### [Source]

————————

The proposal is to convert the file's text to UTF-8, process it in
UTF-8, then convert to the target encoding when outputting the text to
the screen.
> It would then requiring rewriting the whole program to use libunistring
> instead of libc functions.
Yes.
> Eli: what is missing from my understanding of your use case is what
> is going on in scan.c:copy_converting, when the Info file is first
> read in. Does conversion of input files to UTF-8, based on the locale,
> actually happen?
In the cases I tried, that conversion was not needed: the Info file
was already in UTF-8. (In fact, I'm yet to see an Info file encoded
in some Windows codepage -- it just doesn't happen IME, definitely not
with GNU projects. Either the files are pure ASCII or they are in
UTF-8.)
The current code of the Info reader, after the patches that I
submitted recently, reports "UTF-8" from nl_langinfo when the
terminal's encoding is UTF-8. And since the file is in UTF-8, the
iconv_to_output conversion is a no-op. But the character
classification and iteration in printed_representation are still done,
and they use the locale's encoding, because they eventually call
locale-aware functions from the C runtime.

————————

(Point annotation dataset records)
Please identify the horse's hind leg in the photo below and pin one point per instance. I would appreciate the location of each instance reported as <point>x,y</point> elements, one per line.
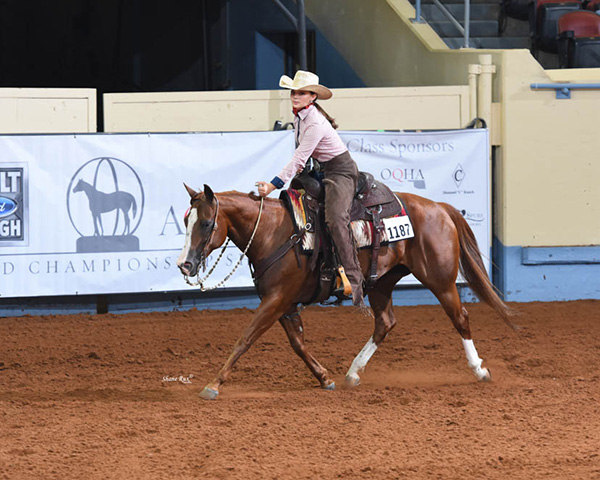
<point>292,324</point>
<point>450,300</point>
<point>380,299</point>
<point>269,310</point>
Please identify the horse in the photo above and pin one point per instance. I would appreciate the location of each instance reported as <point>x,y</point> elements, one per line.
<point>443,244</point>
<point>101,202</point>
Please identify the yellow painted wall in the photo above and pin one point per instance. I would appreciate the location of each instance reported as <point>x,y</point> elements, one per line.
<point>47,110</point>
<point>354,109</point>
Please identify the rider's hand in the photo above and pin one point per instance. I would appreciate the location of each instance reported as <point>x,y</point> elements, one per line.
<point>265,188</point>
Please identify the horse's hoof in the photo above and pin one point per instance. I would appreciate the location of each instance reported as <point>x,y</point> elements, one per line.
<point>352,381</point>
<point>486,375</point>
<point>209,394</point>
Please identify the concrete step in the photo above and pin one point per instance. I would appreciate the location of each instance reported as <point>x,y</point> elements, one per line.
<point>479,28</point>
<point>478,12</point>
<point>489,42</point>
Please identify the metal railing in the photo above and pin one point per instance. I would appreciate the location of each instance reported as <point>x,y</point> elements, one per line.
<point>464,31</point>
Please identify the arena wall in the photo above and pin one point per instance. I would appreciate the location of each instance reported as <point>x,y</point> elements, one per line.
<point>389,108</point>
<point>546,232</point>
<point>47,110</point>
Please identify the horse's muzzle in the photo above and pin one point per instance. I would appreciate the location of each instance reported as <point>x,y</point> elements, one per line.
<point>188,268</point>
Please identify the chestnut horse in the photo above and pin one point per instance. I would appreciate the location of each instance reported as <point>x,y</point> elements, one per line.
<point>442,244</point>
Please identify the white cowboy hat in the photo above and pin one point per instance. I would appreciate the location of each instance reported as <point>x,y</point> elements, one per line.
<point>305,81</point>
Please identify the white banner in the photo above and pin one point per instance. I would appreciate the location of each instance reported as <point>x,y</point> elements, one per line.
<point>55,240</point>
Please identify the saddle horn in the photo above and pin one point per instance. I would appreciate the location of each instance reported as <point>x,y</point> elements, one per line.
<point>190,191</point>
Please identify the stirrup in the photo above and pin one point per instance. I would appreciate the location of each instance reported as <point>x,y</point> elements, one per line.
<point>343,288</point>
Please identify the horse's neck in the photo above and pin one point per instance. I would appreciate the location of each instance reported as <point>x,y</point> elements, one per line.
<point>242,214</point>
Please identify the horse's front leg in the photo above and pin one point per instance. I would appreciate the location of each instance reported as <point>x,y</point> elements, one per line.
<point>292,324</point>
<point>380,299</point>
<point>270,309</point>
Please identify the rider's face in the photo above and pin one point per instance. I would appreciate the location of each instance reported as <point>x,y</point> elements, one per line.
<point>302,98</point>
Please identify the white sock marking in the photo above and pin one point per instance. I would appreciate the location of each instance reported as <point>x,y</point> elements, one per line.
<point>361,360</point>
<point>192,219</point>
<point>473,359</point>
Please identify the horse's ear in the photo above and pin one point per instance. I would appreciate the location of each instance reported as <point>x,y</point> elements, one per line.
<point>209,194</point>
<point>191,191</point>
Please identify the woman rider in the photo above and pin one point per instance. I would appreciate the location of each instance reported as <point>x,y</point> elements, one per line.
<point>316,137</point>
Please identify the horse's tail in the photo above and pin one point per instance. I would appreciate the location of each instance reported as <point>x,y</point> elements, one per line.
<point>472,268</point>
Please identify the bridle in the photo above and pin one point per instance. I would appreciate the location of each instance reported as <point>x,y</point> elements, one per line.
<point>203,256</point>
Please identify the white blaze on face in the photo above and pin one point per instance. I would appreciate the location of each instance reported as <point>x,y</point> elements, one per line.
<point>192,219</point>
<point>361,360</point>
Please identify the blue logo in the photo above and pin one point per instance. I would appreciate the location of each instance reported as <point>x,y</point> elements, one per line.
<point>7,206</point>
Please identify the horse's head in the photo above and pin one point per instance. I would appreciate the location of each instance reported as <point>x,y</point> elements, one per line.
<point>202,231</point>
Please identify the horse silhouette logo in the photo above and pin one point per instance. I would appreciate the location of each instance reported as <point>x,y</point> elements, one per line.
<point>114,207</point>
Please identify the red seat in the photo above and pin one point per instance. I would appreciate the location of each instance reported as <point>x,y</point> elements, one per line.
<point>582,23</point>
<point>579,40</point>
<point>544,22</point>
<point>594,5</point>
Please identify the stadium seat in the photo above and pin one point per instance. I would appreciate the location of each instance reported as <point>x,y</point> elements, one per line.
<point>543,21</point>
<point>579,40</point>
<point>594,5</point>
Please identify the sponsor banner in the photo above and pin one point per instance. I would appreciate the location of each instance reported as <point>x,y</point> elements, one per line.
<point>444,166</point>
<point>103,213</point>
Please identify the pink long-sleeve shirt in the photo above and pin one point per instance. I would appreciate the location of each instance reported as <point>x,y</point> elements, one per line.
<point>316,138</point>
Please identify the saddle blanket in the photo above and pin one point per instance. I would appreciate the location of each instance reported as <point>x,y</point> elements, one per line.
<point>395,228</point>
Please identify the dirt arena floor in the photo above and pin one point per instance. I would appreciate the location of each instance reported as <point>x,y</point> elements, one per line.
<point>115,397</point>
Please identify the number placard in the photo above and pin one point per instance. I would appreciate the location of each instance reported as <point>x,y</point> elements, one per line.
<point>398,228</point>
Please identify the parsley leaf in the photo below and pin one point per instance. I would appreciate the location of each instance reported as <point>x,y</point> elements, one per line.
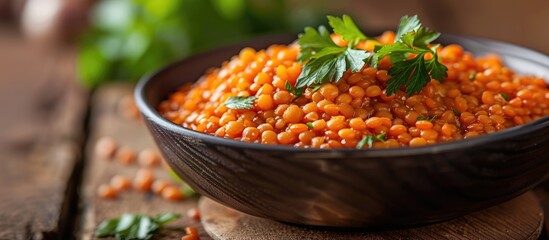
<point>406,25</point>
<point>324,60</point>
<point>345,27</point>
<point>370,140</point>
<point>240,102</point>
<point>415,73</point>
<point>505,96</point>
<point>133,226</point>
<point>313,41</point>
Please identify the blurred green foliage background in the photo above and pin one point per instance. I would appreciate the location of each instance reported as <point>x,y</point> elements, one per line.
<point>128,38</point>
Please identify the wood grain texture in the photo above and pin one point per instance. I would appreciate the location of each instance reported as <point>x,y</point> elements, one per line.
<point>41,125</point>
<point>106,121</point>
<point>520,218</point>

————————

### [Task objective]
Return the full UTF-8 discussion shown above, word for word and unchanged.

### [Correct response]
The proposal is to convert the file's text to UTF-8, process it in
UTF-8, then convert to the target encoding when outputting the text to
the screen.
> It would then requiring rewriting the whole program to use libunistring
> instead of libc functions.
Yes.
> Eli: what is missing from my understanding of your use case is what
> is going on in scan.c:copy_converting, when the Info file is first
> read in. Does conversion of input files to UTF-8, based on the locale,
> actually happen?
In the cases I tried, that conversion was not needed: the Info file
was already in UTF-8. (In fact, I'm yet to see an Info file encoded
in some Windows codepage -- it just doesn't happen IME, definitely not
with GNU projects. Either the files are pure ASCII or they are in
UTF-8.)
The current code of the Info reader, after the patches that I
submitted recently, reports "UTF-8" from nl_langinfo when the
terminal's encoding is UTF-8. And since the file is in UTF-8, the
iconv_to_output conversion is a no-op. But the character
classification and iteration in printed_representation are still done,
and they use the locale's encoding, because they eventually call
locale-aware functions from the C runtime.